■ Work request ■
Reproduction without pictures: print every entry precisely as written.

(Photo-based referring expression data)
──────────
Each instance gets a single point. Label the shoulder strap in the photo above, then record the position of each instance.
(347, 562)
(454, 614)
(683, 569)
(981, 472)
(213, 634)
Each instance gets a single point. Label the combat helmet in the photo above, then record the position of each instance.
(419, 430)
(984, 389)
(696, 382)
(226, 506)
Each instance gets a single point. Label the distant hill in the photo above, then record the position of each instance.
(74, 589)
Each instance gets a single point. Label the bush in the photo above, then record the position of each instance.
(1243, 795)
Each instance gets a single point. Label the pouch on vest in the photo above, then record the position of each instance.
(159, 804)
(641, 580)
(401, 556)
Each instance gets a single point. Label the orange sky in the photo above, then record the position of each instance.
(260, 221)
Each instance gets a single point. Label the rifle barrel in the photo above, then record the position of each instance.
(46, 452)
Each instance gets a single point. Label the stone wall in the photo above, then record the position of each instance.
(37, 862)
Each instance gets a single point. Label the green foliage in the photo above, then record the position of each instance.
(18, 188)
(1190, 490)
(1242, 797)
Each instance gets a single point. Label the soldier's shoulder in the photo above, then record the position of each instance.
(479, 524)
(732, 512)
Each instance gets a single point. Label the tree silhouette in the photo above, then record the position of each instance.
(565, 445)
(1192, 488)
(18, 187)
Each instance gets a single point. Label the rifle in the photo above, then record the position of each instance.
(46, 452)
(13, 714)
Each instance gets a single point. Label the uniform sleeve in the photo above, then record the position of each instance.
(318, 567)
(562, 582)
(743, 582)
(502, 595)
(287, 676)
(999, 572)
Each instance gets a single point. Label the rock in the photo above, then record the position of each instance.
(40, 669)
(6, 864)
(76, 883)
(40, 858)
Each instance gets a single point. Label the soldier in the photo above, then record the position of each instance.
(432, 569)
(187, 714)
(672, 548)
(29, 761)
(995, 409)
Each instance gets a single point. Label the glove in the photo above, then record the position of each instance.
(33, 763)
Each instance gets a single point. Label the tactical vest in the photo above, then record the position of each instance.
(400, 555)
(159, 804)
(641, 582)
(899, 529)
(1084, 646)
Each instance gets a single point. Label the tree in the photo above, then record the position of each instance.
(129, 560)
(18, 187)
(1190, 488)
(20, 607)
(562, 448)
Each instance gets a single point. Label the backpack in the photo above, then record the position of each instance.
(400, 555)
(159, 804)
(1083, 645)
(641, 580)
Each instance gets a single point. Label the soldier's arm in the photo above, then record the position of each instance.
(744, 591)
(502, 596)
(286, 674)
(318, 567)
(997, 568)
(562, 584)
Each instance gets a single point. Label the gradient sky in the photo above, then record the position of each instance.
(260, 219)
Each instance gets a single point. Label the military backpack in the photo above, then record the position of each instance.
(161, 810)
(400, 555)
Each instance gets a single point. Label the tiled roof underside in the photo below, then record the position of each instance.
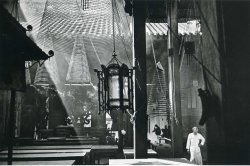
──────────
■ Answer section ■
Each instance gets a single point. Label the shoulder strap in the photo above, then record the position of each instance.
(347, 562)
(454, 614)
(683, 569)
(981, 472)
(213, 634)
Each instance gets a single point. Label the combat helmet in the photo above, then record the position of each instance.
(419, 430)
(984, 389)
(696, 382)
(226, 506)
Each instance gets a single point. Label the distant hill in the photo above, then record the position of each instance.
(74, 589)
Each instance gets a single point. Label the bush in the photo above, then record the position of each instance.
(1243, 795)
Each instance gets a single point. Label the pouch on vest in the photo above, then record the position of each instance.
(159, 804)
(641, 580)
(401, 556)
Each instance gets a single point. Label the orange sky in the photo above, then record the position of each instance.
(260, 221)
Each instance gets a single point. Label the rifle barrel in the photo above, then record the position of each instance.
(46, 452)
Each instance gets a single point. Label the stone wall in the photo above, then record the position of each instance.
(37, 862)
Each instance gets a single point. Label the green foliage in the photo above, then record the position of each instance.
(18, 188)
(1190, 490)
(1242, 797)
Each instance gets a single point. Label the soldier's shoulder in the photo above, then record the position of each instance.
(479, 524)
(732, 512)
Each instance gets a single point. Label the tree silhouette in the photo above, then record the position of each instance.
(565, 445)
(1192, 488)
(18, 187)
Each instance gets a single point. Label the rifle in the photo above, then record the position of each instance.
(46, 452)
(13, 714)
Each instance gets a single point. Label the uniform sleeve in the photo above, then record the position of each instance.
(318, 567)
(562, 582)
(743, 582)
(502, 595)
(287, 676)
(999, 572)
Each instance gets a single point. Label the rock in the photo above, then record the position of each instance.
(40, 669)
(6, 864)
(76, 883)
(40, 858)
Each instance gets a single point. Label the soldier in the photo above, then record the position of each instance.
(432, 569)
(187, 714)
(672, 548)
(29, 761)
(995, 409)
Each instance gets a single point. Label the glove in the photo above, then record the position of each instance.
(33, 763)
Each instance gets a single point. Label the tactical vest in the photo above, then record the position of each instance.
(400, 555)
(159, 804)
(641, 582)
(899, 529)
(1084, 646)
Each instance gets a single point. Label the tree in the photo above, then record the position of each instance.
(129, 560)
(18, 187)
(1190, 488)
(20, 607)
(562, 448)
Each instance gets a single point. Label the backpack in the photo above, then record the position of each instance.
(400, 555)
(159, 804)
(1083, 645)
(641, 580)
Each instance gets a single point. Label the soldier's arm in the photo above, then record the position of each instance.
(744, 591)
(502, 596)
(286, 674)
(318, 567)
(997, 568)
(562, 584)
Each instance gets a single point. Label the gradient sky in the photo above, then record the position of each instance.
(260, 219)
Each instance gets a single point. Label the military backpack in the photo above, then record the position of each instance.
(161, 810)
(400, 555)
Each instance gets a single point. Label the tiled roof underside in the photo below, then record the position of each instance.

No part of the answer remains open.